[RECORDS SHOWN]:
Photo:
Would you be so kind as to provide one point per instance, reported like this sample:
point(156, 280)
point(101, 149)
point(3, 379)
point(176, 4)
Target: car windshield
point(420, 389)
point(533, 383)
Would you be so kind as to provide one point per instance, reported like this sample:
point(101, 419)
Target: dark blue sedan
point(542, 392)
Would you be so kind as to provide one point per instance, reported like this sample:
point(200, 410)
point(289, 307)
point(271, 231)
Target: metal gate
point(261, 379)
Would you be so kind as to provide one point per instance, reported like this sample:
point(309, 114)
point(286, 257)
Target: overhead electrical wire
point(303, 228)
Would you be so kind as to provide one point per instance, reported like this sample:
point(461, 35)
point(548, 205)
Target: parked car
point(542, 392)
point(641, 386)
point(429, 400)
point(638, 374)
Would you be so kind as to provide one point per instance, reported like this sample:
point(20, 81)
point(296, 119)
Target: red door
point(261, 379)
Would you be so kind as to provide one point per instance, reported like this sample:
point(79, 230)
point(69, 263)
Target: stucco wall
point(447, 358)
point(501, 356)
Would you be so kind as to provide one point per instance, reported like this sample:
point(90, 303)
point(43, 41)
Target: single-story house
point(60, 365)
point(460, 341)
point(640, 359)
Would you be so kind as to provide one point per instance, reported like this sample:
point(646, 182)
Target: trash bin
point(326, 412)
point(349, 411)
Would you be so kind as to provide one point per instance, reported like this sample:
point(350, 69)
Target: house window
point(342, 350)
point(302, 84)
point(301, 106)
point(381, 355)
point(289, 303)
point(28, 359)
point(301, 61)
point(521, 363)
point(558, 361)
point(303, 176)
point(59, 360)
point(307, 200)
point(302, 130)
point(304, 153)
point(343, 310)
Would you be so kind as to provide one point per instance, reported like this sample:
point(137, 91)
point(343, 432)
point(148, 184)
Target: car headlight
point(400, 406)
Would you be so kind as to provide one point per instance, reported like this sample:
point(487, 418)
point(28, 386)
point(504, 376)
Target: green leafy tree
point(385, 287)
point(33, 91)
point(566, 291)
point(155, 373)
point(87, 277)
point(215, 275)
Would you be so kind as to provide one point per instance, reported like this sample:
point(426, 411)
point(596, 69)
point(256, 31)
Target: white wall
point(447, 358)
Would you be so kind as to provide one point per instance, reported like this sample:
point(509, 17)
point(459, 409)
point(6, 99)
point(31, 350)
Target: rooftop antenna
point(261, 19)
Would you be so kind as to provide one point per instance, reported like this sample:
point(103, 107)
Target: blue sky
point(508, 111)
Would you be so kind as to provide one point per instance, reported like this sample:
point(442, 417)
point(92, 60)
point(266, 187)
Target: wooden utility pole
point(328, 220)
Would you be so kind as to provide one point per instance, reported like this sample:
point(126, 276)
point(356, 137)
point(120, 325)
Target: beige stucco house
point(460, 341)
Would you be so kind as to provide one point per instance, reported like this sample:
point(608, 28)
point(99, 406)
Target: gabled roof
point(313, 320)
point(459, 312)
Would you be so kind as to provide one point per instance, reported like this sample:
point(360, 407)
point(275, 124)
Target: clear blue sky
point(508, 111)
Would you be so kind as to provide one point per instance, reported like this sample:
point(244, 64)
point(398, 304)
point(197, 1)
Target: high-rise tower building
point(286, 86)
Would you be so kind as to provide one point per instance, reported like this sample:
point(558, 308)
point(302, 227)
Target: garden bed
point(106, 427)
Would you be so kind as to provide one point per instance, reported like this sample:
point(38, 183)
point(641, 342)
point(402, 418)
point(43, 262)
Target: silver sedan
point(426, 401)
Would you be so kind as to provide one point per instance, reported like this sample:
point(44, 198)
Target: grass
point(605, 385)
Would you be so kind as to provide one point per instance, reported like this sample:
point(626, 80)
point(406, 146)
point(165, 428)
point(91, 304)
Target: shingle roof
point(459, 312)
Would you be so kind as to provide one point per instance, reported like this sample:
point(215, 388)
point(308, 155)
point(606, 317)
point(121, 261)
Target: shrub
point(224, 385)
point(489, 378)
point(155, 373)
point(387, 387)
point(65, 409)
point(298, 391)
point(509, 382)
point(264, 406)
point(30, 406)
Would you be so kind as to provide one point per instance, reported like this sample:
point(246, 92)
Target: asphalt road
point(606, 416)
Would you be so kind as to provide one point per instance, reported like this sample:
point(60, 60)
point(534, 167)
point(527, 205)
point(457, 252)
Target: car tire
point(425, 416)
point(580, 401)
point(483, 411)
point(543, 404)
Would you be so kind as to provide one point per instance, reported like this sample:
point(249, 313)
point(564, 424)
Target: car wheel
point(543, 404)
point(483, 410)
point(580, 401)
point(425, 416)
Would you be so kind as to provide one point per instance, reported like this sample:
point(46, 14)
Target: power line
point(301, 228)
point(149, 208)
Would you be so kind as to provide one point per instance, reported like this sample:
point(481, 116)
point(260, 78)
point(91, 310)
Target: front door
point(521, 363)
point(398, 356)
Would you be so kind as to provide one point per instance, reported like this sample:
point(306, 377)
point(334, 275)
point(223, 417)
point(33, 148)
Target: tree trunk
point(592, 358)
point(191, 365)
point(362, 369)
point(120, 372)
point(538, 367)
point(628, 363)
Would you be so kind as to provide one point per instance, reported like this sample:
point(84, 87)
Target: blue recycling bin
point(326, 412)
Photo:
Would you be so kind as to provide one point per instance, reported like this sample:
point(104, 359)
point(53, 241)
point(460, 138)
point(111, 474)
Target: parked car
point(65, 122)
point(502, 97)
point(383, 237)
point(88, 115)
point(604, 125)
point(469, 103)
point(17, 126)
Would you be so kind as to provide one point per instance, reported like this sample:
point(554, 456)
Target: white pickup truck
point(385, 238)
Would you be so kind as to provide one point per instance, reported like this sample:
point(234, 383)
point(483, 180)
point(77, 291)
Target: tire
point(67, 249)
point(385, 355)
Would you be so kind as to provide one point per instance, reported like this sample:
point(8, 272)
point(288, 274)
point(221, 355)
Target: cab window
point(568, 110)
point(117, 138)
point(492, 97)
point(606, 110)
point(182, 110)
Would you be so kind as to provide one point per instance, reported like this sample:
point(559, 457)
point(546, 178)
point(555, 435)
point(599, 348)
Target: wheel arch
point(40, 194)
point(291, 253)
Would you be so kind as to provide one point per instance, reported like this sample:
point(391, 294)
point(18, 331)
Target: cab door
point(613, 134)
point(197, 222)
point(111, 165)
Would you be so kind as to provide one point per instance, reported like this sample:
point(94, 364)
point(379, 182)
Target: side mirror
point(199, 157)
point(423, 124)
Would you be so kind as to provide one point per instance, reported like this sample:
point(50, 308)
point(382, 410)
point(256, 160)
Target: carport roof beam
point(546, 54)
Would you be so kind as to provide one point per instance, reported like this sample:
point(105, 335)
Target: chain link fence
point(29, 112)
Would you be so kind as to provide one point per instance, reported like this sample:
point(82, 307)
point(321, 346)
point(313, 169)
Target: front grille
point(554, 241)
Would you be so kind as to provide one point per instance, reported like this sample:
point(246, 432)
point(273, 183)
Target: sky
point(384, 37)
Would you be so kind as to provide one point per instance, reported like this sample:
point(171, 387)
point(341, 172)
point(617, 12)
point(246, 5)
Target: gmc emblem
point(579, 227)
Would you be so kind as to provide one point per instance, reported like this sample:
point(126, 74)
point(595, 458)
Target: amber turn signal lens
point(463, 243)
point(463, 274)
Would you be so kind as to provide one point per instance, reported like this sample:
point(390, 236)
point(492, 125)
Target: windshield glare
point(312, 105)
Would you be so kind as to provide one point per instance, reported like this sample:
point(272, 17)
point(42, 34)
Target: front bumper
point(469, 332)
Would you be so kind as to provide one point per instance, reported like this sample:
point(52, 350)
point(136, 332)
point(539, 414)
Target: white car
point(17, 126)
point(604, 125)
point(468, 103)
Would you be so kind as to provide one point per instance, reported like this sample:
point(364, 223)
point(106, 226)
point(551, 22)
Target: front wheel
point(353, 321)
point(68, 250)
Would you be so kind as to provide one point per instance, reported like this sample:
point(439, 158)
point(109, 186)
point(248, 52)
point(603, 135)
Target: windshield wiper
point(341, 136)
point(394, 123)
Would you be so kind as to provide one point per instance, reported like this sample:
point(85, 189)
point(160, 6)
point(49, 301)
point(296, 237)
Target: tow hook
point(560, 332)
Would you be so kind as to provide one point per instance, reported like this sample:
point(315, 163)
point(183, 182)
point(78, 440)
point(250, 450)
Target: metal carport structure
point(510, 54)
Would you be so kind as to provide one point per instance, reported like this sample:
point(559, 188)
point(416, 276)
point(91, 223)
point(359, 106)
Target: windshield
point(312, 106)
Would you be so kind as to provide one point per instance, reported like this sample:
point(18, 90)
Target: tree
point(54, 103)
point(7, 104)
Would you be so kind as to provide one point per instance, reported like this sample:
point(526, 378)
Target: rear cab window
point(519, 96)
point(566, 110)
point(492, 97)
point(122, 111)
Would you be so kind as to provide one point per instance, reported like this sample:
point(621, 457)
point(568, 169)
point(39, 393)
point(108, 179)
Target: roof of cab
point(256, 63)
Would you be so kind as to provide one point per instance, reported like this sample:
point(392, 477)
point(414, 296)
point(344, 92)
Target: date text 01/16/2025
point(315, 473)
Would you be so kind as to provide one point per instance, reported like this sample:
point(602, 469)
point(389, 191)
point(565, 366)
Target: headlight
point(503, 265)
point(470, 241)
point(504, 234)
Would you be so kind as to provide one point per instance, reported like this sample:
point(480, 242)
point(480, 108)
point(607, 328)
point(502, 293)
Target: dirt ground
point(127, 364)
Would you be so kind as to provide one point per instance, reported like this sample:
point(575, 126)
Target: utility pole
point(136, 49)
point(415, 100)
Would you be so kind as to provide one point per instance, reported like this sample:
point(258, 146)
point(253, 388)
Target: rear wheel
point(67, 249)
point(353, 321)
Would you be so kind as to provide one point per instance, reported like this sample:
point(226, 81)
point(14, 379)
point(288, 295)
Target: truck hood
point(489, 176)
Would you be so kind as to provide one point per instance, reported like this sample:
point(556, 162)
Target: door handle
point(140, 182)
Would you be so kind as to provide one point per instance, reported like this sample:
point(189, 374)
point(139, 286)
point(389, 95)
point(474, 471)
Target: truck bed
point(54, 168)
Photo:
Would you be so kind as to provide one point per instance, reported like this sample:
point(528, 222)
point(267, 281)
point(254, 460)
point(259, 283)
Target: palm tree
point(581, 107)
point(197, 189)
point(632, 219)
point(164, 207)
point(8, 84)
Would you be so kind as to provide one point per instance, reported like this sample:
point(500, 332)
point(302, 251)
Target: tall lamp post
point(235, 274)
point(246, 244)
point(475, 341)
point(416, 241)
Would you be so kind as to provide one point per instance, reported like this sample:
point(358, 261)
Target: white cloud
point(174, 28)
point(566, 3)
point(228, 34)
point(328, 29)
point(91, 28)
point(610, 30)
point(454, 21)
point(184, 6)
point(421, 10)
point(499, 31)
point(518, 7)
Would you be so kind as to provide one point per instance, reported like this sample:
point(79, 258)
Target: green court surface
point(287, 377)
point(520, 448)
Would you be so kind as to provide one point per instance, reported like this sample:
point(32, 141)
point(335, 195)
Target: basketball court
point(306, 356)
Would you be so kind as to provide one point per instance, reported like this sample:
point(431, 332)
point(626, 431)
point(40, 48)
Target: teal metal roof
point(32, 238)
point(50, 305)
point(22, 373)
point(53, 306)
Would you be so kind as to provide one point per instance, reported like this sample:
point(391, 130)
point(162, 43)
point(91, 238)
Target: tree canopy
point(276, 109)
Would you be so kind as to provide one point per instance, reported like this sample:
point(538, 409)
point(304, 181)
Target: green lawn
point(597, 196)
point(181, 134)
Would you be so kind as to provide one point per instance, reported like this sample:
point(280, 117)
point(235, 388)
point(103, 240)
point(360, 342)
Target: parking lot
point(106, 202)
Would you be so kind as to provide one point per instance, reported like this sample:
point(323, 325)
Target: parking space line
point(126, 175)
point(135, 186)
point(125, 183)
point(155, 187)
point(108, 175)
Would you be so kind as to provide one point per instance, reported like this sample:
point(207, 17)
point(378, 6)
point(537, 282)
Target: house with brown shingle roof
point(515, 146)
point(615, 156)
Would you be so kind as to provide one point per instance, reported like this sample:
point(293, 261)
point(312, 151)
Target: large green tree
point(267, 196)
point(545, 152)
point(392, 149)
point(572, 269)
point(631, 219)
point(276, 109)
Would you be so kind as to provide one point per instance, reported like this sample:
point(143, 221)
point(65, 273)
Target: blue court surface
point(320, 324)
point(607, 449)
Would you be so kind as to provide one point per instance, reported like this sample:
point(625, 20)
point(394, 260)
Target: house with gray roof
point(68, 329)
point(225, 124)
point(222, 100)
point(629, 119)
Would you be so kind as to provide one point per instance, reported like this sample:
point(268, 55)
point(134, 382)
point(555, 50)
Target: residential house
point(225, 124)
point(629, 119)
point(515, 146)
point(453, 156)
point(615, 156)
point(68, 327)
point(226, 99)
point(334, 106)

[TASK PROMPT]: Arrange the stretch of lines from the beginning through the line containing "point(533, 383)" into a numbered list, omitting any blank lines.

[PROBLEM SOLUTION]:
1. Photo:
2. Would you be so kind as to provide one point per instance, reported like this sample:
3. point(156, 280)
4. point(101, 149)
5. point(3, 379)
6. point(176, 4)
7. Target: car windshield
8. point(420, 389)
9. point(533, 383)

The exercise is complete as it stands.